Exercise passage:
Content starts

Glossary of Key Terms
Assumption – something that we take as true in a mathematical model, based on current scientific understanding, when exact information or numbers aren’t available. Assumptions can help us find useful results with mathematics when there are some unknowns. For example, in our model we assume that for every person that contracts COVID-19, they will infect, on average, between 1.6 to 3.6 other people.
Benefit-risk ratio – the ratio of the benefits of an action to its risk. For example, if a drug is more likely to cure a certain patient than harm them, the benefit-risk ratio is above 1 – there is more benefit than risk.
Coronaviruses – a group of closely related viruses that usually cause respiratory infections in humans. Sometimes they cause symptoms and sometimes they do not. Symptoms can be mild to severe and can include pneumonia, coma, and death. Common coronaviruses cause mild to moderate illness like the common cold. Other coronaviruses are SARS-CoV (severe acute respiratory syndrome coronavirus), MERS-CoV (Middle East respiratory syndrome coronavirus), and SARS-CoV-2 (the virus causing the current pandemic) and can cause severe illness.

Content ends

Problem 1:
According to the glossary, how many other people does the model assume each person with COVID-19 will infect on average?
Problem 2:
Rewrite the glossary between "Coronaviruses – a" and "cause severe illness.", inclusive, swapping "pneumonia" for "fever".
The items have nothing to do with the glossary.

The data:
Content starts

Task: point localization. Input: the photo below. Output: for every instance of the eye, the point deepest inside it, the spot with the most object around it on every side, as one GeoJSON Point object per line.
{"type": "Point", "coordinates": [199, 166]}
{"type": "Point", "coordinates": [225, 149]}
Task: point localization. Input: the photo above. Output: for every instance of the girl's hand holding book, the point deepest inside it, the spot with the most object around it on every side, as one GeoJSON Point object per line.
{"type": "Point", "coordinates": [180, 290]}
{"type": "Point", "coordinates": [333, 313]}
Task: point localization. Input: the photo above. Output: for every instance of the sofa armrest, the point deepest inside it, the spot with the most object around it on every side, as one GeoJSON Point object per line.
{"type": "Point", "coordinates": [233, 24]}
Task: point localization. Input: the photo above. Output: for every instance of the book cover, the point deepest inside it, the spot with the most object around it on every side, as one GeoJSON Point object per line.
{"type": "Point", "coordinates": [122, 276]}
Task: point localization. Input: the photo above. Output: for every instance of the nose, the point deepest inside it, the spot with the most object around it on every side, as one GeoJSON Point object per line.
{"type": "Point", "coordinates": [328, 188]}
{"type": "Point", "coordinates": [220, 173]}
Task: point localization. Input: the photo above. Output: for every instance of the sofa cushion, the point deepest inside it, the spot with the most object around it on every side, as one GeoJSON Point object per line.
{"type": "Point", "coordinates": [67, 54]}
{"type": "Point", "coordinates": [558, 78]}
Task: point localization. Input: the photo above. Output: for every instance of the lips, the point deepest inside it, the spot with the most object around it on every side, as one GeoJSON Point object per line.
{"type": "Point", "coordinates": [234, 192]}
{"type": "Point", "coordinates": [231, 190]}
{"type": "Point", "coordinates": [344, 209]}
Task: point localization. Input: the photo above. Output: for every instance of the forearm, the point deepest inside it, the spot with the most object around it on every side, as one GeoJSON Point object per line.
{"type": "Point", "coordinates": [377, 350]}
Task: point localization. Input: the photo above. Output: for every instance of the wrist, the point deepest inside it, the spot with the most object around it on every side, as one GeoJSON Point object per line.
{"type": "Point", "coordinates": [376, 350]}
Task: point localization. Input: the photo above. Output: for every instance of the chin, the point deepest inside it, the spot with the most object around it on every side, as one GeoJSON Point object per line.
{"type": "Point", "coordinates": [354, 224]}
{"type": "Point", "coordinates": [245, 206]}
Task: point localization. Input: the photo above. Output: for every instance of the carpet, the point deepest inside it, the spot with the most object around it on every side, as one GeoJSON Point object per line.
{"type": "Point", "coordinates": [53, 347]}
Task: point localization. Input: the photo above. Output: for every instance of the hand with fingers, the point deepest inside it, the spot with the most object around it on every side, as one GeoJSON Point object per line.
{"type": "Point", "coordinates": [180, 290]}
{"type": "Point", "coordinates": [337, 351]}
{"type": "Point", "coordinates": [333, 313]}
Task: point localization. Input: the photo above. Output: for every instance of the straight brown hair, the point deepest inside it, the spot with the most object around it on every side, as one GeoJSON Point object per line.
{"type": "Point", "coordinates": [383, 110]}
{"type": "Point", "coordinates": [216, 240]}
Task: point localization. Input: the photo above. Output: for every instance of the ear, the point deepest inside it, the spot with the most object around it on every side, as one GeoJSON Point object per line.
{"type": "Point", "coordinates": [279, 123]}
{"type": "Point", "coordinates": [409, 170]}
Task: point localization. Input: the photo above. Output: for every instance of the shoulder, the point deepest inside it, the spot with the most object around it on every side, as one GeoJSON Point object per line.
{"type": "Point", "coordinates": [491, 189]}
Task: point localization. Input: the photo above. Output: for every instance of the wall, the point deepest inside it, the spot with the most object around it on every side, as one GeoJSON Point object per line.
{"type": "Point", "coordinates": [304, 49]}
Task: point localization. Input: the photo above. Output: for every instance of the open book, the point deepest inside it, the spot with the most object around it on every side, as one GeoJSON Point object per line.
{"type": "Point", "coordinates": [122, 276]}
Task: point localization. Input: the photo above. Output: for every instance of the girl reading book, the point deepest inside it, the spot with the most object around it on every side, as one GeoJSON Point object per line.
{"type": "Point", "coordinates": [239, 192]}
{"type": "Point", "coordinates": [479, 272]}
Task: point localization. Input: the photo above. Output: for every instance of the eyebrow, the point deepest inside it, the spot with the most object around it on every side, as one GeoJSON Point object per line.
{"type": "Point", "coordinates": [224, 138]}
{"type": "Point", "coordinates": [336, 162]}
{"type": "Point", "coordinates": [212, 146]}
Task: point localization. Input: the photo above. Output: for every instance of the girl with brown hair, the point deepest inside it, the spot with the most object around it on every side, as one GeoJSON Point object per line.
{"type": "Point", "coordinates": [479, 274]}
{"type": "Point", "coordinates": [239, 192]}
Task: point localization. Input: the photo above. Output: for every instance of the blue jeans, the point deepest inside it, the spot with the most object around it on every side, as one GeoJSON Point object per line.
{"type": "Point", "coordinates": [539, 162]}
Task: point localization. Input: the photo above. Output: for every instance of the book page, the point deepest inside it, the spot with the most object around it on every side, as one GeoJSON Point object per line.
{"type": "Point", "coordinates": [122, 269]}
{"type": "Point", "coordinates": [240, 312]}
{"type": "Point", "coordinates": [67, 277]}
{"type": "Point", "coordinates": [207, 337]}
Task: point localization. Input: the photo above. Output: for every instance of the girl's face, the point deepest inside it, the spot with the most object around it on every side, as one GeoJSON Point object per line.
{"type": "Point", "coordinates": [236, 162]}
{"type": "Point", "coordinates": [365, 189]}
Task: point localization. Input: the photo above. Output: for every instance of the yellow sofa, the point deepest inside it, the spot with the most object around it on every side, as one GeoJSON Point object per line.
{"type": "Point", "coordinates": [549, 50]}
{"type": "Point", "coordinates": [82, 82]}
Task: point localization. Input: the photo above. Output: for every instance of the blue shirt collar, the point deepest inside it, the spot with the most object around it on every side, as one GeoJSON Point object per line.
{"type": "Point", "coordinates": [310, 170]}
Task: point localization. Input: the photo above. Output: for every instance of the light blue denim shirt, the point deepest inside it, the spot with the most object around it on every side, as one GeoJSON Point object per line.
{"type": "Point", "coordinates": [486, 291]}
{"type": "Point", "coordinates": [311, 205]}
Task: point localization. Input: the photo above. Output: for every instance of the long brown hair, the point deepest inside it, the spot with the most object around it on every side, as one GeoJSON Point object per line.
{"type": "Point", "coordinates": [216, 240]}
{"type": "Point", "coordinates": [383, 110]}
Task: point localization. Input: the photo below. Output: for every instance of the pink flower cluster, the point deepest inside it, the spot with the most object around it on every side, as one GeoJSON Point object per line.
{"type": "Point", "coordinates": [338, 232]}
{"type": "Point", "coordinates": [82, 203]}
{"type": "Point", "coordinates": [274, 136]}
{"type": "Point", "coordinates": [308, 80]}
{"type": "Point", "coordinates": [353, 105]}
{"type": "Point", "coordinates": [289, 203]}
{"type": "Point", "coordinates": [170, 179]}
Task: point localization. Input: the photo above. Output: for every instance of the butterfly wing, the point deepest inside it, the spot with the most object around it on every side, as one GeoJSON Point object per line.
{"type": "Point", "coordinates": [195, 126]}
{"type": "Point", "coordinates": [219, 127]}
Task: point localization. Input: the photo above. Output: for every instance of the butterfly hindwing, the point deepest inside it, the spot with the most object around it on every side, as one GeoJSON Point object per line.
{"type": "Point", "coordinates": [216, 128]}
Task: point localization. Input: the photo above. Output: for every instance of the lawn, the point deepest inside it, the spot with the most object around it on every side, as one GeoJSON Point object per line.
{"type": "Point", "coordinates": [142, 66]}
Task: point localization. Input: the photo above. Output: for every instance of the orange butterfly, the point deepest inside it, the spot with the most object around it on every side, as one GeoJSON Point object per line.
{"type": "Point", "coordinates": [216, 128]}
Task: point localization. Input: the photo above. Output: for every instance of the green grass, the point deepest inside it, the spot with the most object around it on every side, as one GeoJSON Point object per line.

Content ends

Answer section 1:
Between 1.6 and 3.6 other people.

Answer section 2:
Coronaviruses – a group of closely related viruses that usually cause respiratory infections in humans. Sometimes they cause symptoms and sometimes they do not. Symptoms can be mild to severe and can include fever, coma, and death. Common coronaviruses cause mild to moderate illness like the common cold. Other coronaviruses are SARS-CoV (severe acute respiratory syndrome coronavirus), MERS-CoV (Middle East respiratory syndrome coronavirus), and SARS-CoV-2 (the virus causing the current pandemic) and can cause severe illness.